EXERCISE
Give back the line where "Set-play tagging: locate each instance of the base path" appears and all the lines after it until the listing ends, unchanged and with nothing else.

DATASET RECORDS
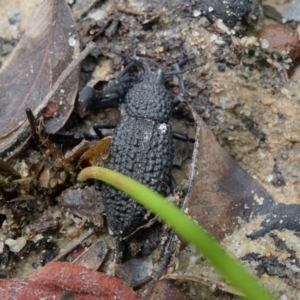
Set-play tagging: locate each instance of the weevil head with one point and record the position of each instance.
(149, 99)
(153, 75)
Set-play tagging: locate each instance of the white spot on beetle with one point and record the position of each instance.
(163, 128)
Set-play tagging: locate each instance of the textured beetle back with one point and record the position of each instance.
(149, 100)
(143, 150)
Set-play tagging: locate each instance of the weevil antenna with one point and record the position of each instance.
(176, 72)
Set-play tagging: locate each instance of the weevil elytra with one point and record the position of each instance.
(142, 144)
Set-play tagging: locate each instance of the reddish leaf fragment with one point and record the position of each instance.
(44, 52)
(223, 192)
(83, 280)
(56, 279)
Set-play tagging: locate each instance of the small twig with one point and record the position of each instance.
(7, 169)
(129, 11)
(71, 246)
(162, 267)
(31, 120)
(141, 282)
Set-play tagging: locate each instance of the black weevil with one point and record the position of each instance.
(142, 144)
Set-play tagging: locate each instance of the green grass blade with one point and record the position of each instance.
(185, 227)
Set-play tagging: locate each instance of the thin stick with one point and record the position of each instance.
(71, 246)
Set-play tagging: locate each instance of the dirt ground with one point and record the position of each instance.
(243, 94)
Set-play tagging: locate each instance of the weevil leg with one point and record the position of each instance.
(172, 184)
(103, 125)
(118, 254)
(71, 138)
(182, 137)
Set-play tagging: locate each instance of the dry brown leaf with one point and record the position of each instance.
(222, 192)
(97, 153)
(44, 52)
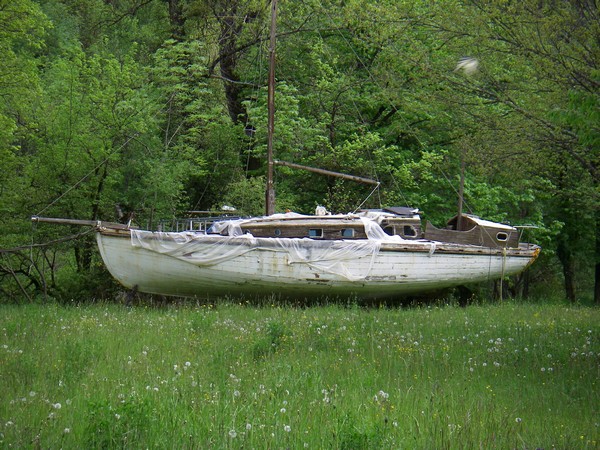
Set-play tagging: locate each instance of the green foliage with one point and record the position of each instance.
(105, 107)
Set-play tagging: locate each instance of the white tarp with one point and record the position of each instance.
(323, 255)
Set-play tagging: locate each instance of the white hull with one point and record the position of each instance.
(393, 270)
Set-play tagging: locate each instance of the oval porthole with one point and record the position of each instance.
(315, 232)
(409, 231)
(347, 232)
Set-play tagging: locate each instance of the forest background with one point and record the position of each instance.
(144, 109)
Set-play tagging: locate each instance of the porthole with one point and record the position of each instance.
(315, 232)
(409, 231)
(348, 232)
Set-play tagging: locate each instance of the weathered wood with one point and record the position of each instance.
(85, 223)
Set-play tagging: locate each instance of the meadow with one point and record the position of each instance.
(344, 377)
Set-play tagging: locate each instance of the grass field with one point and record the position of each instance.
(240, 376)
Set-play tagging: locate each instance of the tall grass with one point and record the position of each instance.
(233, 376)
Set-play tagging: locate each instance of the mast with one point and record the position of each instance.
(461, 190)
(270, 194)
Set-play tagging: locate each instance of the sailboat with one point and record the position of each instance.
(381, 253)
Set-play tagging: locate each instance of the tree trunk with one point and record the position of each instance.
(176, 19)
(568, 264)
(597, 270)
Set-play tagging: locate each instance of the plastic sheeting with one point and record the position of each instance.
(322, 255)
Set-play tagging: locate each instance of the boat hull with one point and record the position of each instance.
(393, 270)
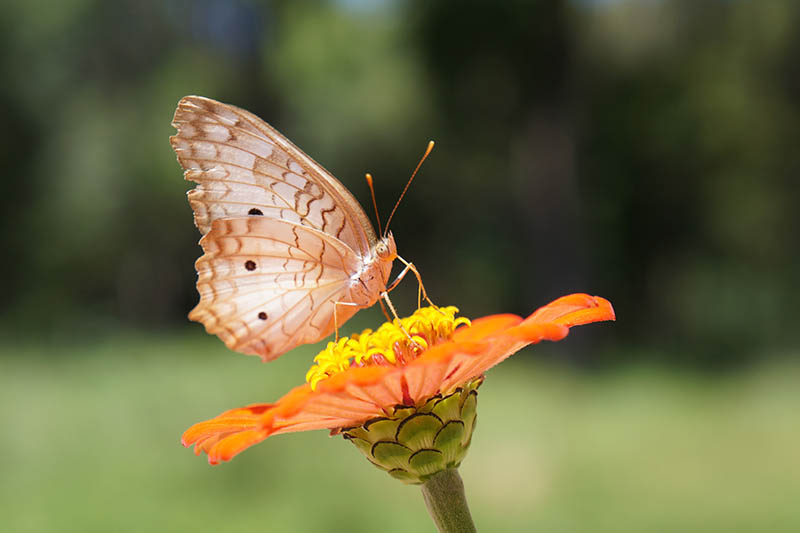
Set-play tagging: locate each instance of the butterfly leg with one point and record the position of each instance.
(421, 292)
(336, 318)
(385, 296)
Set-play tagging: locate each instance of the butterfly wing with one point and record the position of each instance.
(244, 167)
(268, 285)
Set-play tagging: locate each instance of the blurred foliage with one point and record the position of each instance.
(640, 150)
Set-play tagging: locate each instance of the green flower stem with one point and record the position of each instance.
(447, 504)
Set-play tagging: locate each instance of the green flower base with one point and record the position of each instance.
(417, 442)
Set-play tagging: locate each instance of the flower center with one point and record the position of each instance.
(389, 344)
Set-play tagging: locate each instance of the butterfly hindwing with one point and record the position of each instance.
(268, 285)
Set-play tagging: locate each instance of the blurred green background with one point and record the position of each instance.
(645, 151)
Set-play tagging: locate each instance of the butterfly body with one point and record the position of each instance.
(288, 252)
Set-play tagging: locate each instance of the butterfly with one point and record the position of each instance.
(289, 254)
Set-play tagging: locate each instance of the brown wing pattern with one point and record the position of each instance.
(244, 167)
(268, 285)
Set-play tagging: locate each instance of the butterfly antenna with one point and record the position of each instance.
(374, 203)
(424, 156)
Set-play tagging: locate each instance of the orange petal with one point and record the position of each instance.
(361, 393)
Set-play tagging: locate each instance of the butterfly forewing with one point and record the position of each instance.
(283, 240)
(244, 167)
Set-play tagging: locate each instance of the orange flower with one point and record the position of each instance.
(373, 385)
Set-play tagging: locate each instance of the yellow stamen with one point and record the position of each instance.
(388, 345)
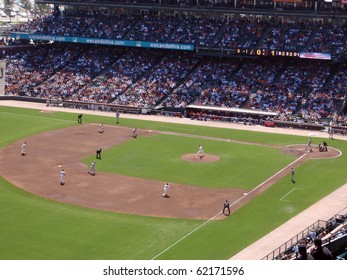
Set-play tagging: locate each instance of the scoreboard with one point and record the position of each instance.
(266, 52)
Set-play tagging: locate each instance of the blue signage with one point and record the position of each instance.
(100, 41)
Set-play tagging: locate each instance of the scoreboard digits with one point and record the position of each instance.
(266, 52)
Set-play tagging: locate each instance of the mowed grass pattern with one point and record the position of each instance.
(159, 157)
(36, 228)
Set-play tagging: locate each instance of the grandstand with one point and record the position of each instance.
(258, 62)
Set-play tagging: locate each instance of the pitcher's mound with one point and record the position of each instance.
(205, 158)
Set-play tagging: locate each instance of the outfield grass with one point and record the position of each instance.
(159, 157)
(36, 228)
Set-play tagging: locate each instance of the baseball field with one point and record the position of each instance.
(119, 214)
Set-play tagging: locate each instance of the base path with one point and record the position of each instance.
(50, 188)
(49, 152)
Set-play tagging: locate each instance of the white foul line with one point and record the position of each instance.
(189, 233)
(288, 193)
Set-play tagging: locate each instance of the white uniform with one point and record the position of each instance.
(101, 128)
(62, 177)
(117, 117)
(309, 145)
(24, 149)
(166, 190)
(92, 168)
(200, 152)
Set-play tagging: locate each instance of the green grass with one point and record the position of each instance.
(159, 157)
(36, 228)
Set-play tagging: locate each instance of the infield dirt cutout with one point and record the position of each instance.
(49, 152)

RESPONSE
Set-play tagging: locate each instance of the base path with one point and record the position of each instance.
(50, 188)
(49, 152)
Set-play tagging: locate each instance of the white foul line with one point and record the position of each instance.
(189, 233)
(288, 193)
Set-play tagging: locate each instance of the white uniform with one point and record the position of each instance.
(101, 128)
(62, 177)
(117, 117)
(309, 145)
(24, 149)
(166, 190)
(92, 168)
(200, 152)
Set-play tagging: locate each instance of the green grass with one point and record the position of each instance.
(159, 157)
(36, 228)
Set-play tagging: locate each instance of the infield dirt cutout with one point and record the position of each instance.
(49, 152)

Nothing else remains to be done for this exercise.